» **Text**:
***

Out of the box, Weston provides a very basic desktop, or a full-featured environment for non-desktop uses such as automotive, embedded, in-flight, industrial, kiosks, set-top boxes and TVs.
It also provides a library called libweston which allows users to build their own custom full-featured environments on top of Weston's core.
Building Weston
Weston is built using Meson. Weston often depends on the current release versions of Wayland and wayland-protocols.
If necessary, the latest Meson can be installed as a user with:
$ pip3 install --user meson
Weston's Meson build does not do autodetection and it defaults to all features enabled, which means you likely hit missing dependencies on the first try. If a dependency is avoidable through a build option, the error message should tell you what option can be used to avoid it. You may need to disable several features if you want to avoid certain dependencies.
$ git clone https://gitlab.freedesktop.org/wayland/weston.git
$ cd weston
$ meson build/ --prefix=...
$ ninja -C build/ install
$ cd ..
The meson
command populates the build directory. This step can
fail due to missing dependencies. Any build options you want can be added on
that line, e.g. meson build/ --prefix=... -Ddemo-clients=false
. All the build
options can be found in the file meson_options.txt.
Once the build directory has been successfully populated, you can inspect the
configuration with meson configure build/
. If you need to change an
option, you can do e.g. meson configure build/ -Ddemo-clients=false
.
Every push to the Weston master repository and its forks is built using GitLab CI. Reading the configuration may provide a useful example of how to build and install Weston.
More detailed documentation on building Weston is available on the Wayland site. There are also more details on how to run and write tests.
For building the documentation see documentation.
Running Weston
Once Weston is installed, most users can simply run it by typing weston
. This
will launch Weston inside whatever environment you launch it from: when launched
from a text console, it will take over that console. When launched from inside
an existing Wayland or X11 session, it will start a 'nested' instance of Weston
inside a window in that session.
By default, Weston will start with a skeletal desktop-like environment called
desktop-shell
. Other shells are available; for example, to load the kiosk
shell designed for single-application environments, you can start with:
$ weston --shell=kiosk
Help is available by running weston --help
, or man weston
, which will list
the available configuration options and display backends. It can also be
configured through a file on disk; more information on this can be found through
man weston.ini
.
A small suite of example or demo clients are also provided: though they can be useful in themselves, their main purpose is to be an example or test case for others building compositors or clients.

***

» **Exercise tasks**:
**1.** Write out the passage of the Weston text starting with "Out of the box, Weston" and going on through "Wayland and wayland-protocols.".
**2.** According to the Weston text, what shell does Weston start with by default?
**3.** Write what comes next in the Weston text, picking up after its final sentence about the demo clients.

» **Data segment**:

***

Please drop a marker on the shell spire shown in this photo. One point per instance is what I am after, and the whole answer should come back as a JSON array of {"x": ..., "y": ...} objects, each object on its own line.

***

» **Set of answers**:
**1.**
Out of the box, Weston provides a very basic desktop, or a full-featured environment for non-desktop uses such as automotive, embedded, in-flight, industrial, kiosks, set-top boxes and TVs.
It also provides a library called libweston which allows users to build their own custom full-featured environments on top of Weston's core.
Building Weston
Weston is built using Meson. Weston often depends on the current release versions of Wayland and wayland-protocols.

**2.** A skeletal desktop-like environment called desktop-shell.

**3.**
Using libweston
libweston is designed to allow users to use Weston's core - its client support, backends and renderers - whilst implementing their own user interface, policy, configuration, and lifecycle. If you would like to implement your own window manager or desktop environment, we recommend building your project using the libweston API.
Building and installing Weston will also install libweston's shared library and development headers. libweston is both API-compatible and ABI-compatible within a single stable release. It is parallel-installable, so multiple stable releases can be installed and used side by side.
Documentation for libweston's API can be found within the source (see the documentation section), and also on Weston's online documentation for the current stable release.
Reporting issues and contributing
Weston's development is hosted on freedesktop.org GitLab. Please also see the contributing document, which details how to make code or non-technical contributions to Weston.
Weston and libweston are not suitable for severely memory-constrained environments
where the compositor is expected to continue running even in the face of
trivial memory allocations failing. If standard functions like malloc()
fail for small allocations,
you can expect libweston to abort.
This is only likely to occur if you have disabled your OS's 'overcommit'
functionality, and not in common cases.
Documentation
To read the Weston documentation online, head over to the Weston website.
For documenting weston we use sphinx together with breathe to process and augment code documentation from Doxygen. You should be able to install both sphinx and the breathe extension using pip3 command, or your package manager. Doxygen should be available using your distribution package manager.
Once those are set up, run meson
with -Ddoc=true
option in order to enable
building the documentation. Installation will place the documentation in the
prefix's path under datadir (i.e., share/doc
).
Adding and improving documentation
For re-generating the documentation a special docs
target has been added.
Although first time you build (and subsequently install) weston, you'll see the
documentation being built, updates to the spinx documentation files or to the
source files will only be updated when using docs
target!
Example:
$ ninja install # generates and installs the documentation
# time passes, hack hack, add doc in sources or rST files
$ ninja install # not sufficient, docs will not be updated
$ ninja docs && ninja install # run 'docs' then install
Improving/adding documentation can be done by modifying rST files under
doc/sphinx/
directory or by modifying the source code using doxygen
directives.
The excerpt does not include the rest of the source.